# Exercise details
Return the records below exactly, leaving nothing out.

╭─ Exercise material

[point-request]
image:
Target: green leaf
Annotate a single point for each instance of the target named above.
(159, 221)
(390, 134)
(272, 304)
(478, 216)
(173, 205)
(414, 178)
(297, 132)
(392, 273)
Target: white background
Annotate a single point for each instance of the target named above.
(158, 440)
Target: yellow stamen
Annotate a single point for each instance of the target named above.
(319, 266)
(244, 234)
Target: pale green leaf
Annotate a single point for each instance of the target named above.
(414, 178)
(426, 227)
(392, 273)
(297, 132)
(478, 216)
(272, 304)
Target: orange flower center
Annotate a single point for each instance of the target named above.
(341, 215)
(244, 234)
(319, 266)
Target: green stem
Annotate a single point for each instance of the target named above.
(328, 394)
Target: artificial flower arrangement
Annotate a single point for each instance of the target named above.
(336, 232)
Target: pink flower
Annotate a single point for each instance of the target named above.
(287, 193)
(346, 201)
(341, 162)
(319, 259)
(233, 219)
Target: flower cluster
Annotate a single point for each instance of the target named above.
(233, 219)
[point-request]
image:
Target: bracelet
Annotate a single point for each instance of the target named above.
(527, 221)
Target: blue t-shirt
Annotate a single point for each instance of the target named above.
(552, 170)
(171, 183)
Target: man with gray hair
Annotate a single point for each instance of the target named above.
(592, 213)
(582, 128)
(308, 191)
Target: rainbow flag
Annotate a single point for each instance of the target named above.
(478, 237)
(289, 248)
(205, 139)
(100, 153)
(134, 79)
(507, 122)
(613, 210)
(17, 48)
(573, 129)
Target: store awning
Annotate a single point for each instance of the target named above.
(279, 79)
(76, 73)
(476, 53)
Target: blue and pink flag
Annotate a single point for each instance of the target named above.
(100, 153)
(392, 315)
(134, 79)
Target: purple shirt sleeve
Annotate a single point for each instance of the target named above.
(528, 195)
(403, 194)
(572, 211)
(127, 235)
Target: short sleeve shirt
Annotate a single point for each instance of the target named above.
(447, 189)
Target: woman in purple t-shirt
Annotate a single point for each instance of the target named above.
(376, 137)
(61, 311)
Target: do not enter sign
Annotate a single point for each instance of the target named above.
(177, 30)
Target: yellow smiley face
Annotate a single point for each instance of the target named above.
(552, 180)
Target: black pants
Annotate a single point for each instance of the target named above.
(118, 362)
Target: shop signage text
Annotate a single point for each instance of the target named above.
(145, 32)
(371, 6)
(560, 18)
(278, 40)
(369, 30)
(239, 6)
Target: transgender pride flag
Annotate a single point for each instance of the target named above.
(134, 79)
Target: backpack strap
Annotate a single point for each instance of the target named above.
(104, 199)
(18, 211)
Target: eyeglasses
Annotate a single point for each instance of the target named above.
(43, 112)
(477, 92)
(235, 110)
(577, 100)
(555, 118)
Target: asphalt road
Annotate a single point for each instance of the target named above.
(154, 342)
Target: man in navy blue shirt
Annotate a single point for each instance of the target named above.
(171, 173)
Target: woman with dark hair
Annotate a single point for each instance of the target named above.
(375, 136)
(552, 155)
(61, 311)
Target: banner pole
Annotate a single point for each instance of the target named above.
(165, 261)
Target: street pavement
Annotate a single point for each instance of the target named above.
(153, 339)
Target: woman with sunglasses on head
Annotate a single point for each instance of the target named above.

╰─

# Exercise output
[point-request]
image:
Target: green leaf
Annotate a single point for each instance of the target named above.
(159, 221)
(390, 134)
(272, 304)
(478, 216)
(173, 205)
(414, 178)
(297, 132)
(392, 273)
Target: white background
Annotate a single point for each instance of the target named above.
(158, 440)
Target: yellow stamen
Annotate a single point for each instance of the target named above.
(319, 266)
(244, 234)
Target: pale green leaf
Annotate a single point for each instance of the target named above.
(414, 178)
(426, 227)
(392, 273)
(297, 132)
(478, 216)
(272, 304)
Target: orange flower center
Annotate a single point for each instance of the target named above.
(341, 215)
(244, 234)
(319, 266)
Target: green stem
Annotate a single point for each instance of the target named above.
(328, 394)
Target: artificial flower arrangement
Annotate a single point for each instance of the target named above.
(336, 232)
Target: pink flower
Annotate a single point for each instance of the target named above.
(287, 193)
(346, 201)
(341, 162)
(319, 259)
(233, 219)
Target: flower cluster
Annotate a single point for each instance of the target named above.
(233, 219)
[point-request]
image:
Target: bracelet
Annotate a single point for each instance of the target named above.
(527, 221)
Target: blue t-shirt
Annotate a single point for each instance of the target named above.
(552, 170)
(171, 183)
Target: man with gray hair
Annotate a single point for each instance of the target named above.
(592, 213)
(582, 128)
(308, 191)
Target: rainbow flag
Annotate a single point for each instance of the target named above.
(478, 237)
(289, 248)
(205, 139)
(100, 153)
(134, 79)
(507, 122)
(613, 210)
(17, 48)
(573, 129)
Target: store awning
Annotate a single point for each instance of the target named above.
(279, 79)
(76, 73)
(476, 53)
Target: blue and pink flag
Annotate a single point for each instance of the target named above.
(100, 153)
(392, 315)
(134, 79)
Target: purple shirt sleeve
Annotate a single point for each instance of the target named above.
(528, 195)
(403, 194)
(572, 211)
(127, 235)
Target: short sleeve shirt
Annotate a single point for each instance of the target named above.
(447, 189)
Target: woman in purple t-shirt
Annotate a single point for each instance of the target named above.
(376, 137)
(61, 311)
Target: do not enter sign
Annotate a single point for each instance of the target named above.
(177, 30)
Target: yellow smiley face
Annotate a single point for each instance of the target named above.
(552, 180)
Target: black pants
Annotate a single point for each instance of the target named above.
(118, 362)
Target: shop signage text
Annotate a single point for each instance of the target named above.
(145, 32)
(371, 6)
(560, 18)
(278, 40)
(369, 30)
(239, 6)
Target: transgender pride flag
Annotate a single point for each instance of the target named above.
(134, 79)
Target: backpack strap
Annotate a single point for each instance of the target named above.
(104, 199)
(18, 211)
Target: eyeglasses
Annotate a single point for each instance of the target named above.
(43, 112)
(477, 92)
(235, 110)
(577, 100)
(555, 118)
Target: asphalt road
Annotate a single point for each instance of the target named above.
(154, 342)
Target: man in navy blue shirt
Annotate a single point for each instance of the target named above.
(171, 173)
Target: woman with dark hair
Annotate a single point for each instance of the target named above.
(375, 136)
(552, 155)
(61, 311)
Target: banner pole
Annotate a single point for each instance of the target named above.
(165, 261)
Target: street pavement
Annotate a single point for each instance of the target named above.
(153, 339)
Target: woman with sunglasses on head
Annotate a single point for each instance of the target named above.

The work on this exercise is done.